**EXERCISES TO COMPLETE:**
a) In the article about Dr Lima, rewrite the paragraph beginning "Working near the eastern border" as a short bulleted list that keeps its main facts.
b) Carry the article about Dr Lima forward from its final paragraph.

Being a lady comes with its own set of hardships, regardless of where you live, but in war-torn countries like Afghanistan, it means living in a constant state of nightmarish proportions. The daily struggle for survival exists within a thick cloud of fear and anxiety for the women and young girls living there. Fighting for equal rights is hardly an option when you are busy dodging bullets and trying to avoid getting kidnapped, beaten, and raped. Being marginalized is merely a right of birth for Afghani women, and even abiding by the rules of that role doesn’t offer much hope when it comes to avoiding violence. It is customary for men to beat their wives in Afghanistan, simply because the culture accepts its own failure to deem women worthy of respect.
Dr Lima, an Afghani gynecologist, witnessed enough suffering at the start of her career to cause her to take on a very dangerous position. She says that initially, she would always refuse women asking for abortions, as the procedure is illegal. The turning point came when she was faced with an incident of a pregnant 17 year old girl whose parents drugged and suffocated her after learning of her condition. What’s worse is this type of inhumane reaction is not an isolated event in Afghanistan. Young girls are frequently punished by death for conceiving out of wedlock, even in cases of rape. The weight of this tragedy led to Dr Lima’s decision to defy the laws of her country, and in 2006 she began performing abortions and supplying contraceptives to the desperate women in her community.
Working near the eastern border, in one of the most highly Taliban-influenced areas of the country, Dr Lima lives in hiding as a result of the extreme dangers her job has imposed upon herself and her family. In 2009, after countless death threats against her, Dr Lima’s 11 year old son was badly injured by a grenade explosion in front of her home. Just six months later, another grenade attack outside her clinic took the life of her 22 year old brother. Refusing to let those acts of violence be in vain, Dr Lima continues to carry out her mission, aiding women in need. “My son was injured and my brother was killed as a result of my work, but I have never given up. These activities cannot be done without suffering. In Afghanistan, all women are suffering,” she explains with great valor.

**DATA LISTING:**

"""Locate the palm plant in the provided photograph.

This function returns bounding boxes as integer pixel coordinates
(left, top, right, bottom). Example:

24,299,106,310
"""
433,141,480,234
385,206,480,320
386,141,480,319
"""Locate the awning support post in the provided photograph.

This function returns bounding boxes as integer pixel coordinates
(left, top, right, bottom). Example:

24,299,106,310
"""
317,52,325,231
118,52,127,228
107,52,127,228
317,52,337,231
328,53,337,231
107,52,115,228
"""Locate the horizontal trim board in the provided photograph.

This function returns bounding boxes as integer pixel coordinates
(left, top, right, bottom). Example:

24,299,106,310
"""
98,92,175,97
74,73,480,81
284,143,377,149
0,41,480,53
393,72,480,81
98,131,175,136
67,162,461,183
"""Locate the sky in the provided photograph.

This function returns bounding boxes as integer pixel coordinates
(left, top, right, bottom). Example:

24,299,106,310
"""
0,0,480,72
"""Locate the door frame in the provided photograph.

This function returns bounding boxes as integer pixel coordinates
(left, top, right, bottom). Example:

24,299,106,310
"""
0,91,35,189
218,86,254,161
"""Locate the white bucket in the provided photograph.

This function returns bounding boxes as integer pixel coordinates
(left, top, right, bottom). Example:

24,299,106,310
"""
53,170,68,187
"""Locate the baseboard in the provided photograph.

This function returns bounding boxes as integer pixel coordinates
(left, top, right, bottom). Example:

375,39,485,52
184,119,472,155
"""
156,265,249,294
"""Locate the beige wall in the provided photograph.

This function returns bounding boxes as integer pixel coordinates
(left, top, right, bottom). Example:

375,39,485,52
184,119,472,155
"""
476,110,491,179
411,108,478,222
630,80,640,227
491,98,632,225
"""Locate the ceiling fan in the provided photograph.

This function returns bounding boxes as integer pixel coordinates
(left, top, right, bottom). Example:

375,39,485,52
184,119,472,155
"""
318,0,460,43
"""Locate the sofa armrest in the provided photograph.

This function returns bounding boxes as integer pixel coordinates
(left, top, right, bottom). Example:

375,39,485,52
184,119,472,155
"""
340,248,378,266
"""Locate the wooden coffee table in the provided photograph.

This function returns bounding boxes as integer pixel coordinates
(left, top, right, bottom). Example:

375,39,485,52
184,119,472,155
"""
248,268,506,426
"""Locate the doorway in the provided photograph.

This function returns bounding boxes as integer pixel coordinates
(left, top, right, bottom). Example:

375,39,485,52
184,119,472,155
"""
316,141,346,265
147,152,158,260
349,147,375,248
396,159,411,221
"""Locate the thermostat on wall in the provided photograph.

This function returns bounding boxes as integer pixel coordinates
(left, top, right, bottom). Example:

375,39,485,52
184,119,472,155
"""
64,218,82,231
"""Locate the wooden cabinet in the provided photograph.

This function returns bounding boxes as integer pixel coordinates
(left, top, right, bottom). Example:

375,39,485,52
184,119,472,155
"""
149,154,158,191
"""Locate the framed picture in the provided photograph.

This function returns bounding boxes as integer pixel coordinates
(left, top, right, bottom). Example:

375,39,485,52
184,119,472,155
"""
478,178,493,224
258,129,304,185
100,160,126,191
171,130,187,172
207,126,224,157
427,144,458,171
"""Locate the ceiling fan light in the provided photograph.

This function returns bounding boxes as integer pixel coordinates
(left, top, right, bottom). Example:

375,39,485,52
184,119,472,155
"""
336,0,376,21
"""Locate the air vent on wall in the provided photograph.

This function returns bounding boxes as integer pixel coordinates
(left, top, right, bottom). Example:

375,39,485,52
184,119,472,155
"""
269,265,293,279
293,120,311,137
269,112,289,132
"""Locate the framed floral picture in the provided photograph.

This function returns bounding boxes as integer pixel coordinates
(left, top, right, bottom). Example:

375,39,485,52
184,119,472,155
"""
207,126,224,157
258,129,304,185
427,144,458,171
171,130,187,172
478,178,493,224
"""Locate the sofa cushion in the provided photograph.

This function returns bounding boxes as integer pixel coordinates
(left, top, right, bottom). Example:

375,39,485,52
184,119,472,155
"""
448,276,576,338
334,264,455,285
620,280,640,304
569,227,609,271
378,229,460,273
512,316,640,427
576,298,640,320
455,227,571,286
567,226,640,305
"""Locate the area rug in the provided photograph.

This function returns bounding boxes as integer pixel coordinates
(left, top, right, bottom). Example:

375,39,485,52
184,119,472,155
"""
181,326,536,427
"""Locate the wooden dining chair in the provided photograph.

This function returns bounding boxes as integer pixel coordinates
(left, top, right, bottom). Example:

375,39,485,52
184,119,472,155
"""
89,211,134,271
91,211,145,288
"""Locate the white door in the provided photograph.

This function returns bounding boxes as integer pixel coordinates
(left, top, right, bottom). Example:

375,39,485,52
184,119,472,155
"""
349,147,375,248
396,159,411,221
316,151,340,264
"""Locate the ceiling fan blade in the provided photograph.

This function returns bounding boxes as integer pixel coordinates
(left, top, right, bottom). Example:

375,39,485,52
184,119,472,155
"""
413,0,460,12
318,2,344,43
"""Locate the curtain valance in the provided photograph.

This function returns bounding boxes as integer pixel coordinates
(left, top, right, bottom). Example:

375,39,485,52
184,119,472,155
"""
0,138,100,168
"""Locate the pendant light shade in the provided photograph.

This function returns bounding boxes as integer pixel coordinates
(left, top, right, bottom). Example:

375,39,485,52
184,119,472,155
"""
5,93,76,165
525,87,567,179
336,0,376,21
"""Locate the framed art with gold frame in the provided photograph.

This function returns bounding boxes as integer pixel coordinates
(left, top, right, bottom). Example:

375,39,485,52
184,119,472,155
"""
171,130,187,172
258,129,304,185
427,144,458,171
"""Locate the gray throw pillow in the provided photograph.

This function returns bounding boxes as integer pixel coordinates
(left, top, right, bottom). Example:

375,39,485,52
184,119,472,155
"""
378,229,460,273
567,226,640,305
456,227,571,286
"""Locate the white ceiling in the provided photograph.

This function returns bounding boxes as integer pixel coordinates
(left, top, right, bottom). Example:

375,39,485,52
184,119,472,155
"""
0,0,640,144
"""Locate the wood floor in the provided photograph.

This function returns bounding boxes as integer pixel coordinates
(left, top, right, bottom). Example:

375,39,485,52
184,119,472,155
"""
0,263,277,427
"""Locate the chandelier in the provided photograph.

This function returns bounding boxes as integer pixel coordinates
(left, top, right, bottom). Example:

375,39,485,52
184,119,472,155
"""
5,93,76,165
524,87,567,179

**RESPONSES:**
a)
- Dr Lima works near the eastern border, in one of Afghanistan's most Taliban-influenced areas, and lives in hiding because of the dangers her work brings to her and her family.
- After many death threats, her 11-year-old son was badly injured by a grenade explosion in front of her home in 2009.
- Six months later, a grenade attack outside her clinic killed her 22-year-old brother.
- She still carries on helping women in need, saying that her work cannot be done without suffering and that all women in Afghanistan are suffering.

b)
Stories like this are important; they offer a new perspective on the gruesome reality of life for the millions of people plagued by the pure misfortune of being born in the wrong place at the wrong time. With great awareness comes powerful disillusionment. So don’t read from the comfort of your civilized peaceful world and develop a greater appreciation for where you are and what you have, because gratefulness for unearned privilege doesn’t help anybody. Who do you even thank for that, the uncontrollable forces of the universe? How do you justify who gets to live in suburban middle America and who goes to the kids-get-beheaded area of the Middle East? Let’s take a moment and count our blessings. Depending on where you live, a lucky day could consist of either winning a new car or walking outside without getting your legs eviscerated by a land mine. Judging by those calculations, it would appear to be a 1:1 tie on the ol’ blessing scoreboard. Someone should probably contact whoever is in charge at the Uncontrollable Forces of the Universe factory, because there seems to have been a bit of a whoops-a-doodle.